• [Reading text]
Various original designs were proposed and developed for the permanent magnet quadrupole to provide a variable gradient:

- A double Halbach ring structure of type (
**IV**) was fabricated at Kyoto U. / SLAC collaboration for a final focus in a linear collider. The system consists of an inner hybrid ring with 8 sectors Halbach system and the outer ring being a pure 12-magnet Halbach structure rotating around the first one resulting in gradient variation from 17 T/m up to 120 T/m for a 230 mm magnetic length and 10 mm bore radius [45]. - A super hybrid quadrupole combining permanent magnetic material, coils and soft magnetic material has been built (see Figure 10) and tested for the new Brazilian Synchrotron Light Source (Sirius) [46]. The system has a bore radius of 27.5 mm and a magnetic length of 288 mm providing a maximum gradient of 28 T/m with a 30% tunability.
- An adjustable strength PM system has been built and tested, in collaboration between SLAC and Fermilab, for the Next Linear Collider. The system is based on four PM blocks and four soft iron poles of type (
**VI**), with the possibility to retract linearly the permanent magnet blocks enabling an integrated gradient variation between 7 T and 68.7 T (gradient between 13 T/m and 115 T/m) for a 6.5 mm bore radius [47]. - A modified the 12-sector Halbach design composed of eight magnets and four poles surrounded by air-cooled electromagnetic coils as presented in Figure 11 has been proposed in the framework of CLIC/CERN collaboration [48]. The bore radius is 4.125 mm with a magnetic length of 300 mm achieving a maximum gradient of 610 T/m with 20% tunability.
- Two variable systems have been built in a collaboration of STFC Daresbury Laboratory and CERN for the Compact LInear Collider (CLIC) project [49,50] with an objective to collide electron-positron at an energy of 3 TeV. The first design, shown in Figure 12-left, provides a gradient from 15 to 60.4 T/m with a magnetic length of 241 mm. The second design, shown in Figure 12-right, provides a gradient from 2.9 to 43.8 T/m with a magnetic length of 194 mm length. The strength is adjusted by moving the PMs vertically away from the center, and by creating an air gap the gradient is reduced.
- Two variable quadrupoles are proposed for an interdigital H-mode drift tube linear accelerator using KONUS beam dynamics [51]: The first using an external adjustable electromagnets as shown in Figure 13-(left), with a bore radius of 12.5 mm providing a gradient from 50 to 100 T/m. The second using internal adjustable permanent magnets as shown in Figure 13-(right) that is similar to type (IV) but with additional number of segmented magnets. For a bore radius of 12.5 mm, the achieved gradient can be varied from 50 to 102 T/m.

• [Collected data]
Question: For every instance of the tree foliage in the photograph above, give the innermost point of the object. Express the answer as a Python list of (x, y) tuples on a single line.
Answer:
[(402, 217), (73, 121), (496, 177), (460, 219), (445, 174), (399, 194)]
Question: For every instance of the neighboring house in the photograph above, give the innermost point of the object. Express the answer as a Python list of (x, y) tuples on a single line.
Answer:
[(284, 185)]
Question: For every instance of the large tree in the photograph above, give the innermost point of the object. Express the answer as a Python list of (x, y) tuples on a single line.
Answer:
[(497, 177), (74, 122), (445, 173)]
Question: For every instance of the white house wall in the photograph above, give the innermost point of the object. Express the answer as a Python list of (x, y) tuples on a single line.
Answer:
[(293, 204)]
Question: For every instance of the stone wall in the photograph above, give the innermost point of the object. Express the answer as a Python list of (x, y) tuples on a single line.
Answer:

• [Problems to work on]
(1) List every magnetic length, in millimeters, that the text on variable-gradient quadrupoles gives for a design.
(2) In the text on variable-gradient quadrupoles, what maximum gradient does the modified 12-sector Halbach design from the CLIC/CERN collaboration achieve?
(3) Decide whether each statement agrees with the text on variable-gradient quadrupoles, and support each answer with the deciding words from the text:
(a) The super hybrid quadrupole was tested for the Brazilian Sirius light source.
(b) The SLAC and Fermilab system changes its strength by rotating an outer ring of magnets.
(c) In the Daresbury and CERN designs, opening an air gap raises the gradient.

• [Task answers]
(1) 230 mm, 288 mm, 300 mm, 241 mm, 194 mm

(2) It achieves a maximum gradient of 610 T/m with 20% tunability.

(3)
(a) Yes: "has been built (see Figure 10) and tested for the new Brazilian Synchrotron Light Source (Sirius)"
(b) No: "with the possibility to retract linearly the permanent magnet blocks"
(c) No: "by creating an air gap the gradient is reduced"